# Directives
- A) Using the pterosaur article, decide whether each statement agrees with it: (i) pterosaurs are dinosaurs; (ii) Pteranodon fossils have been found mainly in marine sediments; (iii) the first pterosaur fossils date back to the middle of the Jurassic. Answer yes or no for each, and quote the words that decide it.
- B) Continue the pterosaur article from its last sentence.

# Given passage
Getting Stalked by a Flock of Quetzalcoatlus

By |2022-11-15T12:59:53+00:00May 28th, 2008|Dinosaur and Prehistoric Animal News Stories, Main Page, Palaeontological articles|0 Comments

New Research into Late Cretaceous Pterosaurs – Not Flyers but Stalkers

New research published today, led by scientists from the University of Portsmouth has concluded that many of the large pterosaurs of the Late Cretaceous may have had a completely different lifestyle than previously thought.  Large azhdarchid pterosaurs may have been terrestrial hunter.  Animals may have been stalked by a flock of Quetzalcoatlus!  They may have been walkers, not long-distance gliders, patrolling the great fern plains snatching up prey with their long toothless beaks.

Pterosaurs are not Dinosaurs

Pterosaurs are not dinosaurs, but reptiles that shared a common ancestry with the dinosaurs (the Archosauria).  The first fossils of these flying reptiles date back to the middle of the Triassic, around 230 million years ago.  They evolved into a myriad of forms, from long-tailed pterosaurs with relatively short bodies and stubby wings to the huge, short-tailed pterosaurs of the Late Cretaceous with many species having wingspans in excess of 8 metres.

Pterosaur Success

These flying reptiles were very successful during the Mesozoic period, although their numbers and the diversity of the group declined sharply towards the end of the Cretaceous.  Scientists have speculated about why this group of animals declined, perhaps it was because of competition from the rapidly diversifying birds.  After all, feathered flyers would have a number of advantages over gliding or flying reptiles that were powered by flaps of skin, living tissue membranes, reinforced with tough, elastic fibres which were supported by an elongated fourth finger.

To read more about pterosaurs competing with birds: Did the Birds wipe out the Pterosaurs?

The last of the flying reptiles were giants, animals like Quetzalcoatlus and Pteranodon.  Interestingly, Pteranodon fossils (the family is called Pteranodontidae) have been mainly found in marine sediments.  This indicates that these animals lived in coastal habitats and they were probably piscivorous (fish-eaters).  In contrast, fossils of the genus Quetzalcoatlus (family is called the Azhdarchidae), are associated with sediments that were laid down inland; far away from a marine environment.  The fossil evidence revealed so far on the Azhdarchidae pterosaurs does not point to them being typical fish-eaters and there are some subtle differences in their anatomy when compared to other large pterosaurs that may indicate a totally different ecological niche for these bizarre creatures.

# Data section

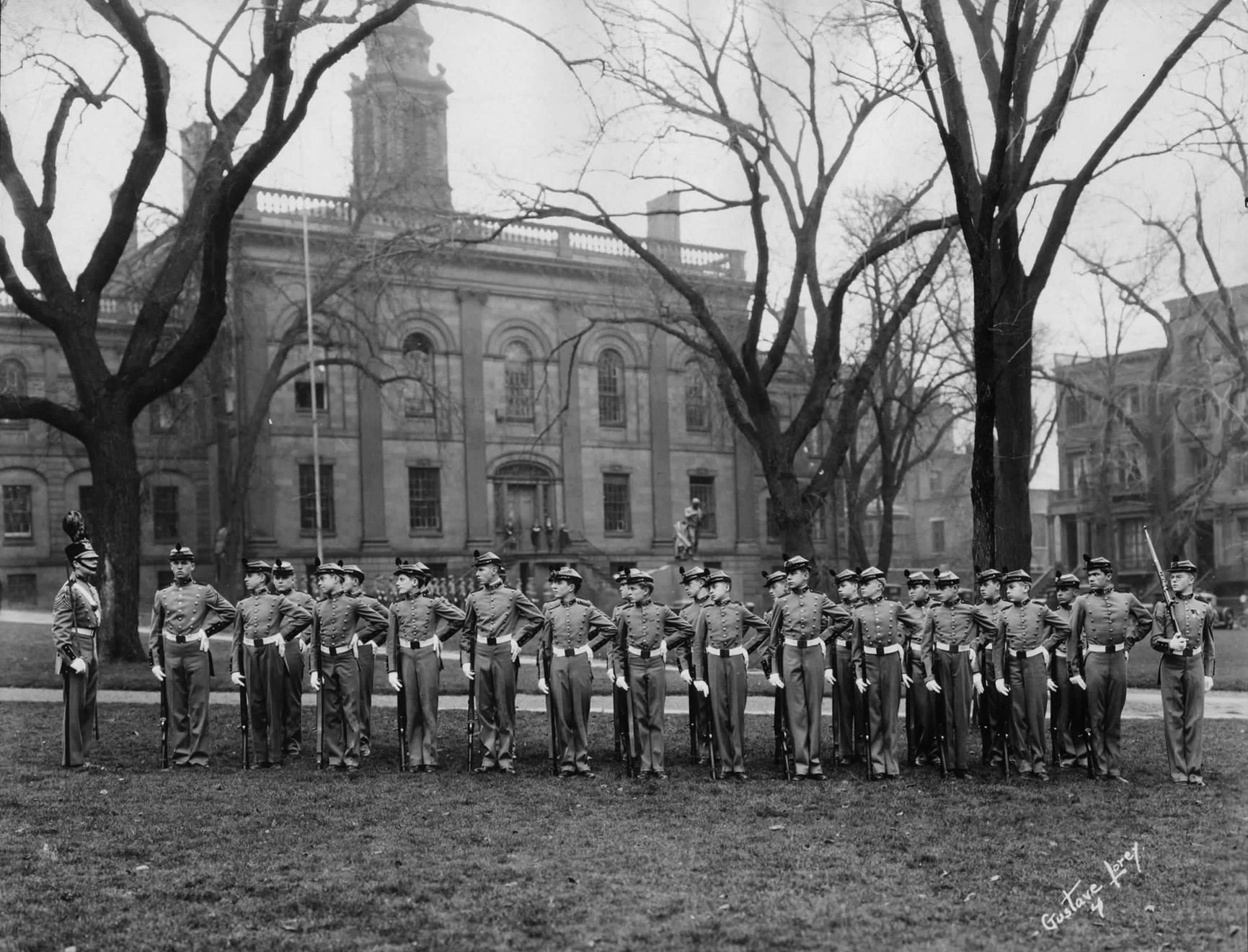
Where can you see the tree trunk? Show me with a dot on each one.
(118, 532)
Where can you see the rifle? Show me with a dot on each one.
(245, 725)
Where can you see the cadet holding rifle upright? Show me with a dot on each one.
(1183, 633)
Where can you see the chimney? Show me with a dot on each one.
(196, 139)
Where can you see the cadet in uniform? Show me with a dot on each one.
(498, 620)
(366, 655)
(1070, 704)
(800, 622)
(643, 626)
(335, 622)
(420, 622)
(1105, 624)
(566, 636)
(181, 615)
(720, 651)
(952, 631)
(75, 624)
(920, 703)
(882, 631)
(265, 622)
(1027, 633)
(1186, 672)
(696, 588)
(849, 713)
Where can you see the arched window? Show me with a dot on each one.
(418, 365)
(696, 404)
(611, 388)
(518, 381)
(13, 383)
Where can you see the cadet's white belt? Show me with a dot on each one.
(259, 641)
(894, 649)
(413, 643)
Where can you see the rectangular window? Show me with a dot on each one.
(18, 523)
(425, 499)
(307, 498)
(165, 522)
(616, 506)
(703, 489)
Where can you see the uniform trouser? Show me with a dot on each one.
(186, 685)
(802, 675)
(366, 658)
(884, 698)
(340, 710)
(79, 693)
(292, 737)
(420, 672)
(920, 713)
(1070, 713)
(265, 679)
(850, 713)
(570, 680)
(1106, 677)
(496, 704)
(648, 694)
(957, 689)
(1183, 714)
(1027, 679)
(727, 682)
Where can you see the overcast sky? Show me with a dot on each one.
(518, 117)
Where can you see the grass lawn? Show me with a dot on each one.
(27, 655)
(128, 858)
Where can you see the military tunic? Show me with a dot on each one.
(719, 655)
(264, 624)
(335, 622)
(882, 631)
(1026, 636)
(75, 624)
(637, 654)
(418, 624)
(1181, 675)
(566, 636)
(493, 617)
(951, 657)
(1104, 628)
(180, 612)
(800, 622)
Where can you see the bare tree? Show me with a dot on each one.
(186, 271)
(1017, 51)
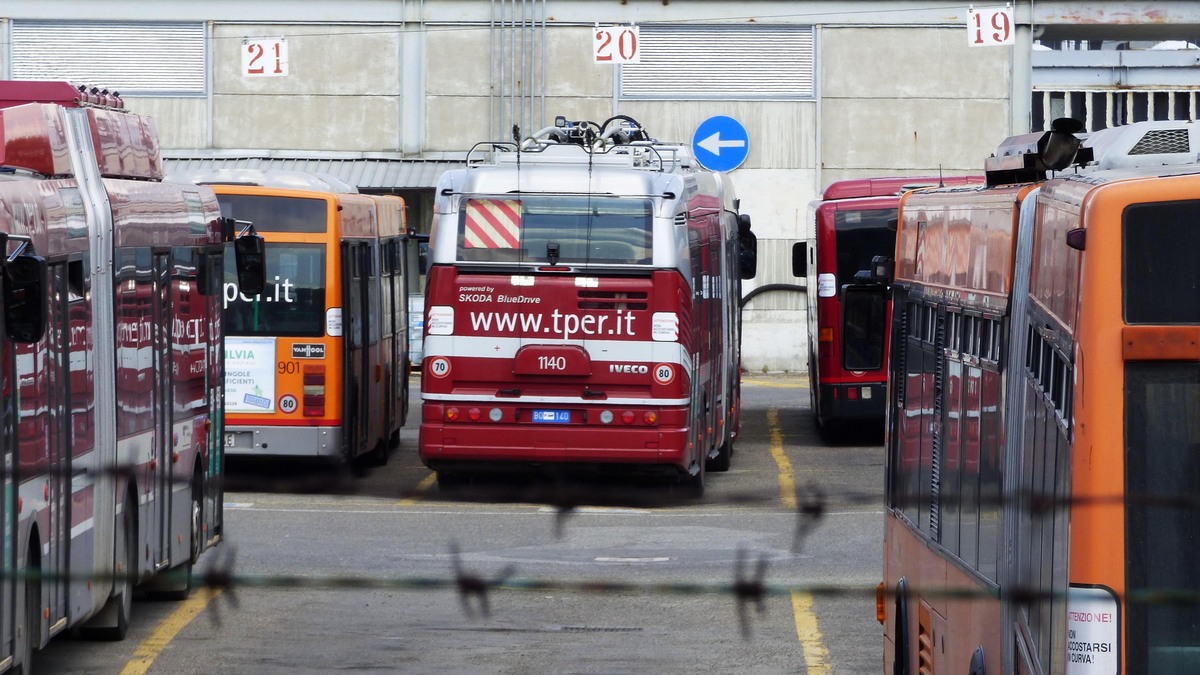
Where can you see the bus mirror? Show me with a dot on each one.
(748, 249)
(882, 269)
(863, 326)
(748, 255)
(24, 298)
(801, 258)
(423, 257)
(250, 256)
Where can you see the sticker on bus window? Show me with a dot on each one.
(1092, 631)
(250, 374)
(827, 286)
(492, 223)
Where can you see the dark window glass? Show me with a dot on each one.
(1162, 279)
(861, 236)
(1163, 535)
(276, 214)
(293, 302)
(583, 230)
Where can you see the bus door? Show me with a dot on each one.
(161, 466)
(58, 443)
(355, 354)
(7, 511)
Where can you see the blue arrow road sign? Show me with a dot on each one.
(720, 143)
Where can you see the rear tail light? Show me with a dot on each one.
(313, 390)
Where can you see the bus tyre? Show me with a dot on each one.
(113, 620)
(724, 458)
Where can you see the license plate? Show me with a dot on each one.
(552, 417)
(239, 440)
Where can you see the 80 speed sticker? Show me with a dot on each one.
(664, 374)
(287, 404)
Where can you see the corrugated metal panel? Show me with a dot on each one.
(366, 174)
(731, 63)
(131, 58)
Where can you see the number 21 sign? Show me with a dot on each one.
(990, 27)
(264, 57)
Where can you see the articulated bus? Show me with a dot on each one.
(582, 309)
(1042, 413)
(111, 368)
(852, 222)
(316, 365)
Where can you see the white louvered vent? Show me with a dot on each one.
(131, 58)
(718, 61)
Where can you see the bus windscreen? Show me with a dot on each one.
(556, 230)
(292, 303)
(863, 234)
(276, 214)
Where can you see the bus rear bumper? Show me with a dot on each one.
(315, 442)
(655, 451)
(853, 402)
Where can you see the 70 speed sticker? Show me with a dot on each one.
(439, 366)
(664, 374)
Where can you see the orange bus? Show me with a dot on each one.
(317, 365)
(1042, 428)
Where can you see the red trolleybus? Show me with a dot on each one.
(111, 381)
(582, 308)
(1042, 432)
(317, 364)
(852, 222)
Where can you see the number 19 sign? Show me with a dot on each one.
(616, 45)
(990, 27)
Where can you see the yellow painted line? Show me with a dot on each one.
(786, 477)
(150, 647)
(816, 656)
(801, 383)
(419, 490)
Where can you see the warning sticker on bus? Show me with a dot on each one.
(250, 374)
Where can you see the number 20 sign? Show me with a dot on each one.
(616, 45)
(267, 57)
(990, 27)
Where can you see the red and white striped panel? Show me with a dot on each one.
(492, 223)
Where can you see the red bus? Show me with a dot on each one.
(111, 370)
(852, 222)
(317, 364)
(582, 309)
(1041, 440)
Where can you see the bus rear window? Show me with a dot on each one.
(292, 304)
(276, 214)
(861, 236)
(1162, 280)
(558, 230)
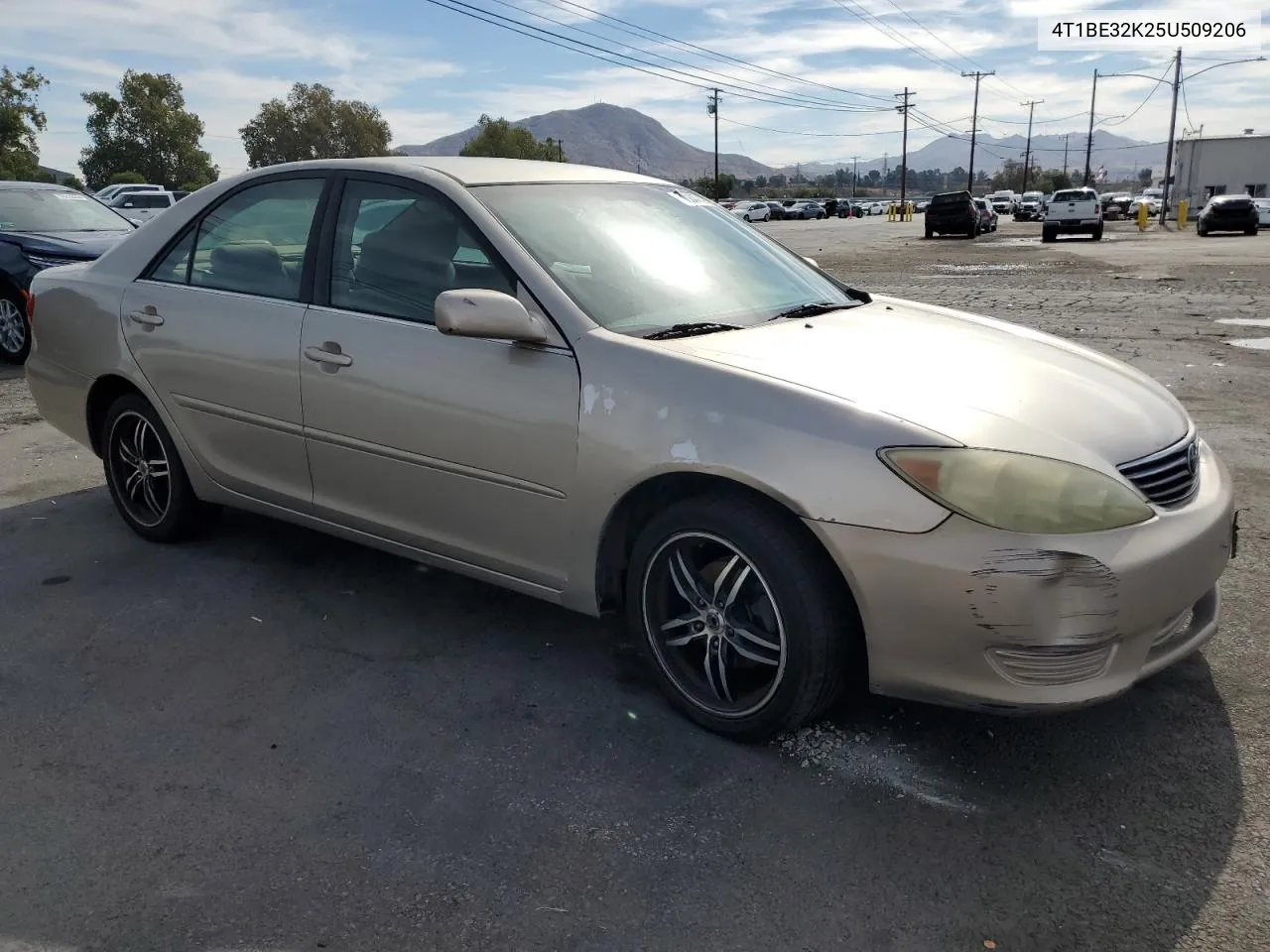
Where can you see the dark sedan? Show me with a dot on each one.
(42, 226)
(1228, 213)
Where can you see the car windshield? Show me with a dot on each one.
(55, 209)
(642, 258)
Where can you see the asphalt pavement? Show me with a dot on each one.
(277, 740)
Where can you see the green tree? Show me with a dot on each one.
(312, 123)
(148, 130)
(498, 139)
(21, 121)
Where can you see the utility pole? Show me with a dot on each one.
(903, 149)
(974, 118)
(1032, 105)
(712, 108)
(1088, 143)
(1173, 130)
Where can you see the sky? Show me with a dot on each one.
(802, 80)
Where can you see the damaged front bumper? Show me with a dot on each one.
(970, 616)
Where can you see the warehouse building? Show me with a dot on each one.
(1218, 166)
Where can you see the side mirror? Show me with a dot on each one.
(477, 312)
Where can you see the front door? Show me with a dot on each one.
(214, 327)
(462, 447)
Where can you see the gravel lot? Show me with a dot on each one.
(275, 740)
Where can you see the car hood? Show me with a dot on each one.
(974, 380)
(68, 244)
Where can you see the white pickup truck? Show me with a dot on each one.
(1074, 211)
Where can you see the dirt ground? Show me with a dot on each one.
(273, 739)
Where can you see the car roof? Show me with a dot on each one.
(475, 171)
(28, 185)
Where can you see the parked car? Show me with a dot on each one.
(1228, 213)
(1003, 202)
(44, 226)
(1030, 207)
(140, 207)
(987, 214)
(112, 191)
(1074, 211)
(952, 213)
(804, 209)
(752, 211)
(1116, 206)
(477, 421)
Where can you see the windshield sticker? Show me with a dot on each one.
(690, 198)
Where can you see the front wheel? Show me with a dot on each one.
(145, 475)
(14, 330)
(747, 629)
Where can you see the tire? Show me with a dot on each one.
(155, 512)
(798, 616)
(14, 329)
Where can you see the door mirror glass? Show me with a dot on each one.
(477, 312)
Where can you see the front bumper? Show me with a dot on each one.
(974, 617)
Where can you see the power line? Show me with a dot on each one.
(639, 64)
(647, 33)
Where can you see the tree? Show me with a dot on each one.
(148, 130)
(21, 121)
(312, 123)
(498, 139)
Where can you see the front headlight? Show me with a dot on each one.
(1019, 493)
(50, 261)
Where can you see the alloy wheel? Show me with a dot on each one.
(141, 470)
(13, 326)
(712, 625)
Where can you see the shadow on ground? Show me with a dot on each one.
(276, 740)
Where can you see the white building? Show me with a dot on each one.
(1218, 166)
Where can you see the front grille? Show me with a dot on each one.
(1166, 477)
(1051, 666)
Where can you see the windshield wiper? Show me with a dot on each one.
(690, 330)
(812, 309)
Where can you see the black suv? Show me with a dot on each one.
(1228, 213)
(952, 213)
(42, 226)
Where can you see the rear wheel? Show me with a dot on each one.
(746, 627)
(14, 330)
(145, 475)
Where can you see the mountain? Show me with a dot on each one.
(1121, 157)
(613, 137)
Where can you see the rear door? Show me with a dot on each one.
(457, 445)
(214, 326)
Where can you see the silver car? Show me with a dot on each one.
(604, 391)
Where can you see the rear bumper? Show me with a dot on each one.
(969, 616)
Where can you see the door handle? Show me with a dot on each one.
(329, 357)
(148, 316)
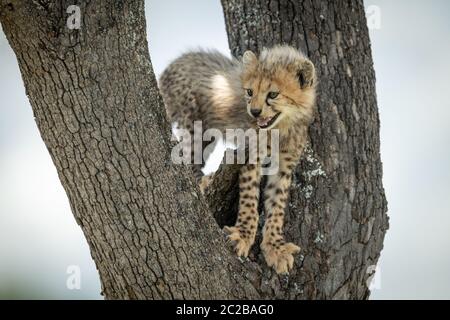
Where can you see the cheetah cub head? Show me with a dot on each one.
(280, 87)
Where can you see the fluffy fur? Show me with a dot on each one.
(275, 90)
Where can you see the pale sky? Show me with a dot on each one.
(39, 238)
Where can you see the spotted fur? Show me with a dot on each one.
(275, 90)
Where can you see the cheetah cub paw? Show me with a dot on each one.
(280, 257)
(241, 239)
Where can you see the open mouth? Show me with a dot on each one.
(265, 123)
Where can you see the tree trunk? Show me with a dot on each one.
(337, 211)
(151, 233)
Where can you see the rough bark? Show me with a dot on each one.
(96, 104)
(150, 232)
(337, 210)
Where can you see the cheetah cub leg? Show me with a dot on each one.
(277, 252)
(244, 232)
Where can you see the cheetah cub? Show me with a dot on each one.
(275, 90)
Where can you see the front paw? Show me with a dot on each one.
(280, 256)
(241, 239)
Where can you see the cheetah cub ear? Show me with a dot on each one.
(249, 59)
(306, 74)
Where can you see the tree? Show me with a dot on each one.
(151, 233)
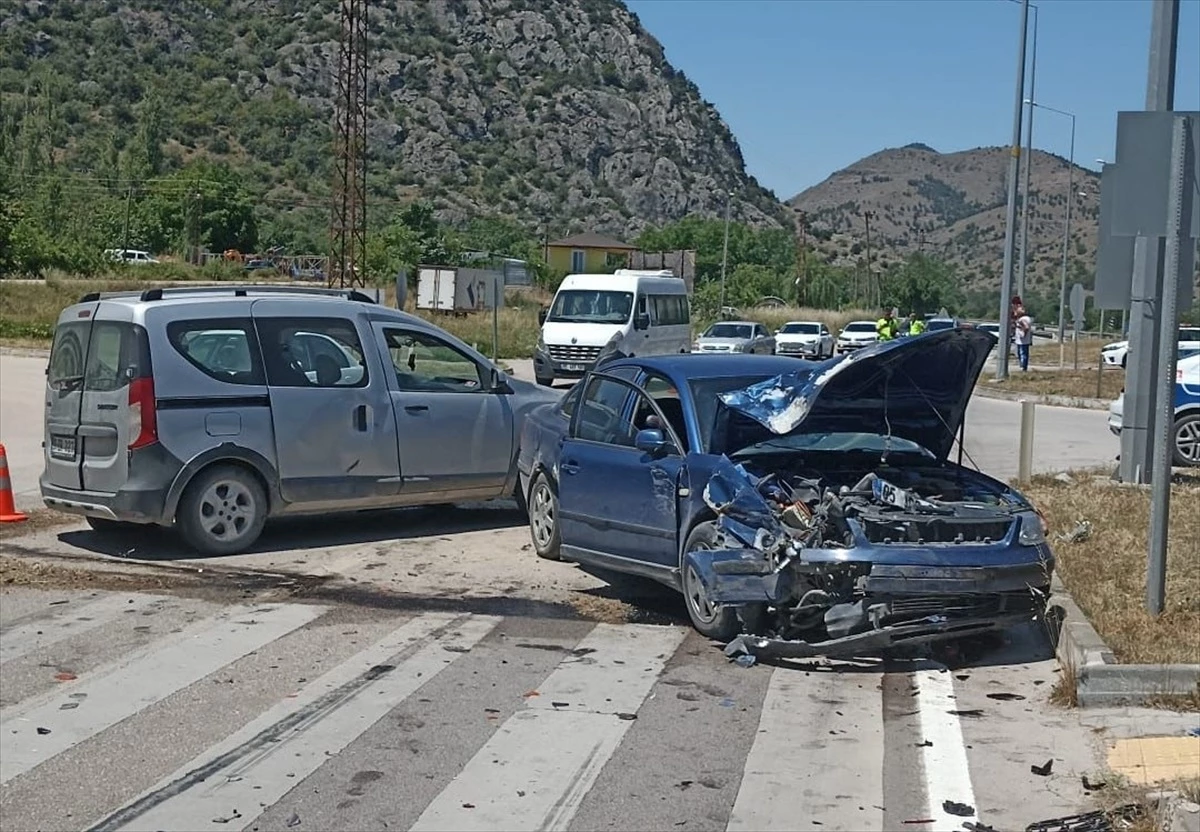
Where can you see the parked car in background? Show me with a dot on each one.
(857, 334)
(1186, 429)
(801, 508)
(736, 336)
(214, 408)
(1116, 354)
(807, 339)
(135, 256)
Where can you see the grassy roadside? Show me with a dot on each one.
(28, 311)
(1105, 573)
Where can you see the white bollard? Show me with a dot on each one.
(1025, 456)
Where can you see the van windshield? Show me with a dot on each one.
(591, 306)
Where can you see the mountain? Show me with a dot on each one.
(563, 114)
(953, 205)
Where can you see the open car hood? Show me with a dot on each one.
(916, 388)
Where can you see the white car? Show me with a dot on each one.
(857, 334)
(1116, 354)
(808, 339)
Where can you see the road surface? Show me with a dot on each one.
(162, 711)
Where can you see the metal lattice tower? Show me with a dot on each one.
(348, 227)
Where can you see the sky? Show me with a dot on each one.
(809, 87)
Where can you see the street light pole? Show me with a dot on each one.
(1006, 283)
(725, 250)
(1029, 162)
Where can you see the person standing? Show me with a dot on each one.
(1024, 336)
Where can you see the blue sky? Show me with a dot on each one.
(809, 87)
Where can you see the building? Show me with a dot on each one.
(588, 253)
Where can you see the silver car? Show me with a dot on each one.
(736, 336)
(211, 409)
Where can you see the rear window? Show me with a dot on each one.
(221, 348)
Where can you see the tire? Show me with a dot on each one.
(717, 623)
(1187, 441)
(222, 510)
(547, 538)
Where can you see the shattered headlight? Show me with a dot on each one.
(1033, 530)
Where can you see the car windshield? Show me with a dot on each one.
(591, 306)
(729, 331)
(865, 443)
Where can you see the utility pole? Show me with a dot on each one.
(870, 279)
(725, 250)
(1006, 285)
(1029, 162)
(348, 225)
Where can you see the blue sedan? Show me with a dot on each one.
(802, 508)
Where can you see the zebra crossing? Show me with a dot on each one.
(130, 711)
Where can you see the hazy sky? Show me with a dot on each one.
(809, 87)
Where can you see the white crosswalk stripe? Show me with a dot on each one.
(816, 740)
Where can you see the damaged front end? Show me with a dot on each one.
(853, 569)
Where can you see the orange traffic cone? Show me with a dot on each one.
(9, 513)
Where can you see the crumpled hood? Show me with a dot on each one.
(916, 388)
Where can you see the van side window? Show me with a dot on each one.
(424, 361)
(221, 348)
(312, 352)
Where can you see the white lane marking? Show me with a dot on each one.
(534, 772)
(808, 762)
(71, 620)
(945, 761)
(258, 765)
(109, 694)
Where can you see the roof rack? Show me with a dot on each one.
(238, 291)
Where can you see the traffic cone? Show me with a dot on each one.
(9, 513)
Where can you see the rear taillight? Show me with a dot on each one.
(143, 424)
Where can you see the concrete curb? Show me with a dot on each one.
(1099, 680)
(989, 391)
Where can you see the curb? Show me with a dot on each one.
(1101, 681)
(1039, 399)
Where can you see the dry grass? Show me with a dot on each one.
(1073, 383)
(1105, 573)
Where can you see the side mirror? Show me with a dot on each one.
(499, 383)
(651, 441)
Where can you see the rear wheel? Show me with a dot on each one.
(1187, 440)
(222, 510)
(712, 620)
(544, 518)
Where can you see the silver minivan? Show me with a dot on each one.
(214, 408)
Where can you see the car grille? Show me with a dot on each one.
(574, 353)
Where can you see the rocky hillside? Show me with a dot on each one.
(559, 113)
(952, 205)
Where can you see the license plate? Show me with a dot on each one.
(63, 447)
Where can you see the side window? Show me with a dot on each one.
(222, 348)
(312, 352)
(426, 363)
(601, 416)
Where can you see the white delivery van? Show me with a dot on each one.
(631, 312)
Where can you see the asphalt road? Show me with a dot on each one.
(137, 711)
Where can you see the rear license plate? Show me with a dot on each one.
(63, 447)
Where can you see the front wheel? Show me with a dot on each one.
(712, 620)
(222, 512)
(544, 530)
(1187, 440)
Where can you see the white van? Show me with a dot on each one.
(631, 312)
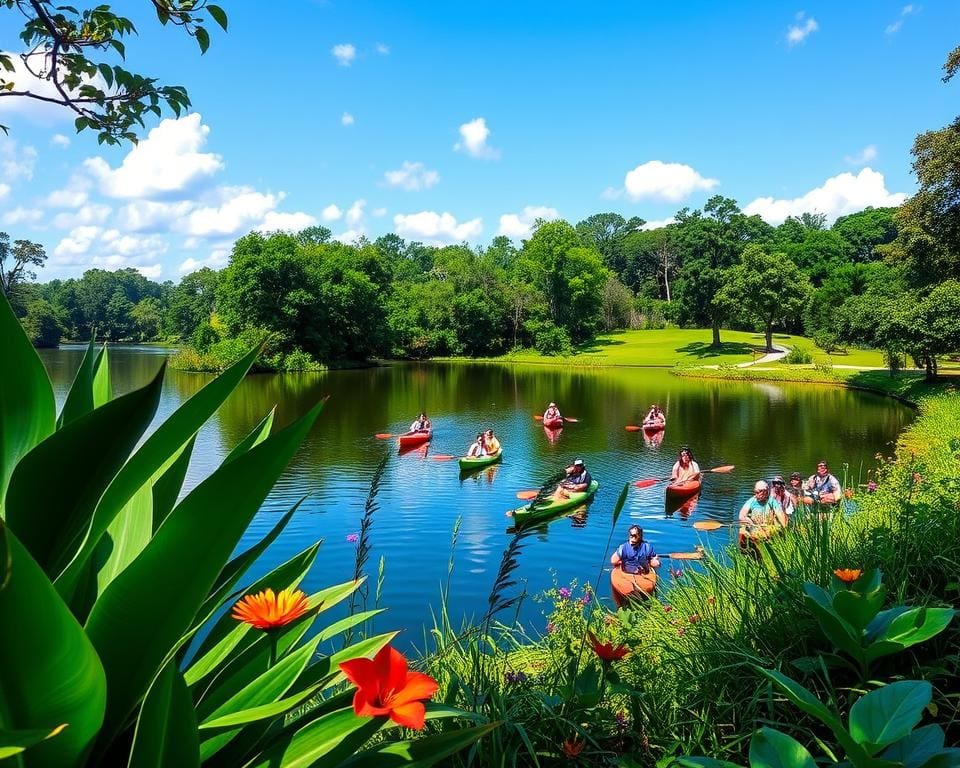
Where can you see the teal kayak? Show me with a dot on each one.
(551, 506)
(475, 462)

# Solved problems
- A)
(i) No: "Pterosaurs are not dinosaurs, but reptiles that shared a common ancestry with the dinosaurs"
(ii) Yes: "Pteranodon fossils (the family is called Pteranodontidae) have been mainly found in marine sediments"
(iii) No: "The first fossils of these flying reptiles date back to the middle of the Triassic, around 230 million years ago"

- B)
Stalked by a Flock of Quetzalcoatlus

This new study carried out by Mark Witton and Dr Darren Naish has reviewed the current data and published fossil material on the azhdarchids.  They have come to the conclusion that these animals may have been the prehistoric equivalent of ground-feeding birds such as the ground hornbills and some types of modern stork.

The study of azhdarchid anatomy, footprints attributed to these pterosaurs and the distribution of their fossils by the research team shows that the coastal glider, fish-eater stereotype of large pterosaurs does not necessarily apply to this particular family of flying reptiles.  Their review provides evidence that some types of azhdarchids were strongly adapted for terrestrial life.  According to the review of the fossil bones of azhdarchids the scientists have concluded that they were better adapted for walking than other types of flying reptile because they had long limbs in proportion to their bodies.  Their light, skulls ending in a sharp, pointed but toothless beak would have been well suited for picking up small animals and other food from the ground.  They would then have manipulated their food in the huge beak before swallowing it whole (probably head first like many species of ground hunting birds do today).

Azhdarchid Pterosaurs

Azhdarchids such as Quetzalcoatlus, a huge pterosaur with a wingspan of approximately 12 metres have big eye sockets in their skulls indicating large eyes, with perhaps telescopic vision, although this can only be speculated at the moment.  The placement of the eyes to the side of the head but looking forward would have enabled these large animals to judge distance accurately.  Some palaeontologists believe that these physical attributes would have helped Quetzalcoatlus scan lakes for fish on the surface or perhaps to search the terrain below them for carcases to scavenge as they flew high above, just like vultures do today.  However, this new paper reports on how effective these adaptations would be for spotting and grabbing prey as these huge reptiles wandered around on all fours.

An Artist’s Impression of Quetzalcoatlus Searching for Food

Picture credit: Mark Witton

The illustration above shows a flock of Quetzalcoatlus moving through an extensive fern plain predating on small animals including baby dinosaurs hiding in the undergrowth.  The wings may not have been particularly effective for flying with rapid wing beats, but could have served as giant shields to prevent potential prey escaping.  Moving in a line they could have co-operated together in order to stop any small animals avoiding being eaten.  Such behaviour is seen in the group hunting of some pelican species today.

If the azhdarchids did have this sort of environmental niche, it is possible to imagine them following behind the herds of hadrosaurs and ceratopsians snatching at the small creatures such as lizards, mammals and small dinosaurs disturbed by these huge herbivores as they wandered the plains.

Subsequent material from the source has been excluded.